Complete the following:
a) From the news report on North Korea's treaty withdrawal, set down word for word the passage starting with "Pyongyang's planed withdrawal" and going on through "11, it said.".
b) According to the news report on North Korea's treaty withdrawal, on what day would the withdrawal take effect?

Extract provided:
((

- The Washington Times - Friday, January 10, 2003

WASHINGTON, Jan. 10 (UPI) — President George W. Bush and Chinese President Jiang Zemin held talks Friday over North Korea's withdrawal from the 1970 Treaty on the Non-Proliferation of Nuclear Weapons, and expressed the "common purpose" of keeping the Korean peninsula free of nuclear weapons, the White House said.

Pyongyang's planed withdrawal from the accord was announced by the North Korean government Friday morning. It later sent a formal letter of withdrawal to Mohamed ElBaradei, head of the United Nation's International Atomic Energy Agency.

Its withdrawal, which under the treaty required a 90-day notice, would take effect Saturday, Jan. 11, it said.

"I think it's fair to say that North Korea has decided that it wants to stick its finger in the eye of the world," White House spokesman Ari Fleischer said. "This is not an action North Korea has taken vis—vis the United States, this is an action that North Korea has taken vis—vis the world."

))

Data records
((

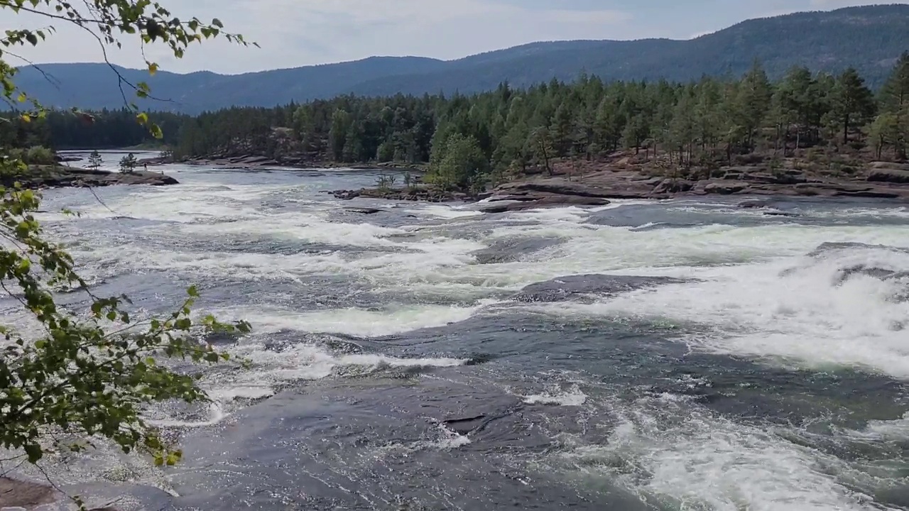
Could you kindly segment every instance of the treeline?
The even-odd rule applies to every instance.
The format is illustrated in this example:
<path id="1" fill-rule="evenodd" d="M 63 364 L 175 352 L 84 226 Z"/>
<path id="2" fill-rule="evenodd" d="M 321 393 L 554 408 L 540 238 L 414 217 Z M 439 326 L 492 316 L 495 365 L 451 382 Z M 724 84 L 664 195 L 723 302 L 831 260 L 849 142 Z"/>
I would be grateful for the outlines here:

))

Solutions to each task:
a)
Pyongyang's planed withdrawal from the accord was announced by the North Korean government Friday morning. It later sent a formal letter of withdrawal to Mohamed ElBaradei, head of the United Nation's International Atomic Energy Agency.

Its withdrawal, which under the treaty required a 90-day notice, would take effect Saturday, Jan. 11, it said.

b) Saturday, Jan. 11.